(Given instruction 1)
Using the passage on Vikram Sirikonda, answer these:
(a) What award did he win for Konchem Ishtam Konchem Kashtam?
(b) In what year did he move to Hyderabad with his family?
(c) Who directed Tagore (2003)?
(Given instruction 2) From the passage on Vikram Sirikonda, extract the text from "Vikram Sirikonda was" to "Film & Television, Delhi." word for word.

(Provided passage)
####################

Vikram Sirikonda is an Indian film director and screenwriter, primarily known for his works in Telugu Film Industry. Vikram is known for his screen writing to films such as Telugu Movies Race Gurram (2014), Mirapakai (2011) and Konchem Ishtam Konchem Kashtam (2009). Vikram had won the best screenplay award (2009 Nandi award) for Konchem Ishtam Konchem Kashtam (2009) movie on his debut as screenwriter.

Early life 

Vikram Sirikonda was born in Warangal, Telangana and moved to Hyderabad in 1993 along with his family. From his childhood, Vikram had a flair for acting, story writing and dialogues and had written many stage dramas. Vikram has a bachelor's degree in engineering from BMS college, Bangalore and has a diploma in film making from Asian Academy of Film & Television, Delhi.

Career 

After completing his studies, Vikram joined as an assistant director for Tagore (2003), directed by V. V. Vinayak. Vikram continued to assist V. V. Vinayak during Samba (2004) and Bunny (2005). In 2006, Vikram joined Raghava Lawrence as the first assistant director, in Style.

####################

(Lines of data)
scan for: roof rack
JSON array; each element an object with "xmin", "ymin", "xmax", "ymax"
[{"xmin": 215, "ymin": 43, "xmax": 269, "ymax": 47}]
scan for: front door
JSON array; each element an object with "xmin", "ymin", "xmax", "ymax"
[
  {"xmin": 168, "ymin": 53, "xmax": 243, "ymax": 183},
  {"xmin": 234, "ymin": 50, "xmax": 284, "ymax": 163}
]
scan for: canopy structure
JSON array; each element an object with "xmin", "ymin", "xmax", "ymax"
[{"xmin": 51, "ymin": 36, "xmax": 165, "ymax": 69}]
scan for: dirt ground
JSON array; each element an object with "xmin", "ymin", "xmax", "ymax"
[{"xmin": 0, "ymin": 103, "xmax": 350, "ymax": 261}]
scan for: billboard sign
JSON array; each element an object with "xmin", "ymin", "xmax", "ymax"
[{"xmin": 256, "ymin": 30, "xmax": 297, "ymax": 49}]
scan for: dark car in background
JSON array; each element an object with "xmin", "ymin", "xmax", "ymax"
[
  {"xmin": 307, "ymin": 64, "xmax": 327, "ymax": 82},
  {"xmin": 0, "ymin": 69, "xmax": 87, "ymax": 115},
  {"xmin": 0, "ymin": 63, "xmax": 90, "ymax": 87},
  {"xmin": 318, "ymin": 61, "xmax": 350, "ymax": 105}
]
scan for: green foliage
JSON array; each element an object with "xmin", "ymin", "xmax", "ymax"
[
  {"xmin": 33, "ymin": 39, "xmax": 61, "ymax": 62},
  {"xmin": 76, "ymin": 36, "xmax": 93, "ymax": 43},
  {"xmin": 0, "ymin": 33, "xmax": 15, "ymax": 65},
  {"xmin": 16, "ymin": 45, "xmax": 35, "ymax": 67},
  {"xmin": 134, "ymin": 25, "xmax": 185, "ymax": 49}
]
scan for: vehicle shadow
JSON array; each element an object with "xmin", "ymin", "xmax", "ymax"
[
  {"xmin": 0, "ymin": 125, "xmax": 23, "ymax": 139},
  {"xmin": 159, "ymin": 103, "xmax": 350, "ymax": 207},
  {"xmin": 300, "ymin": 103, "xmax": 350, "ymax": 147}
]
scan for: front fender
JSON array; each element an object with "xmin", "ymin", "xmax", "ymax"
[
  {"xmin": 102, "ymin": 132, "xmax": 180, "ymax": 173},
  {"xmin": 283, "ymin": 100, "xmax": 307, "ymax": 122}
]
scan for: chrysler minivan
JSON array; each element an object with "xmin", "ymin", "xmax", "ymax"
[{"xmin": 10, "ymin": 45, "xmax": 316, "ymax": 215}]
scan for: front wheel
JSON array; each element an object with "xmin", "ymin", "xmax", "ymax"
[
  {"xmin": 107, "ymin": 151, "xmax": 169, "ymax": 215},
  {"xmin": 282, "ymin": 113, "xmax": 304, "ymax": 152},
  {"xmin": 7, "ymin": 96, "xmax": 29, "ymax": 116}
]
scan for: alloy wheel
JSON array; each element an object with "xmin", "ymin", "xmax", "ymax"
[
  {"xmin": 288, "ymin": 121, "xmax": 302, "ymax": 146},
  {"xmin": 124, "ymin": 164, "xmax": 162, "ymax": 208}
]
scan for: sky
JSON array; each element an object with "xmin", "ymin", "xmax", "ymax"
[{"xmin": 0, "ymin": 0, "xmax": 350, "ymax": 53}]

####################

(Full solution 1)
(a) The best screenplay award (2009 Nandi award)
(b) 1993
(c) V. V. Vinayak

(Full solution 2)
Vikram Sirikonda was born in Warangal, Telangana and moved to Hyderabad in 1993 along with his family. From his childhood, Vikram had a flair for acting, story writing and dialogues and had written many stage dramas. Vikram has a bachelor's degree in engineering from BMS college, Bangalore and has a diploma in film making from Asian Academy of Film & Television, Delhi.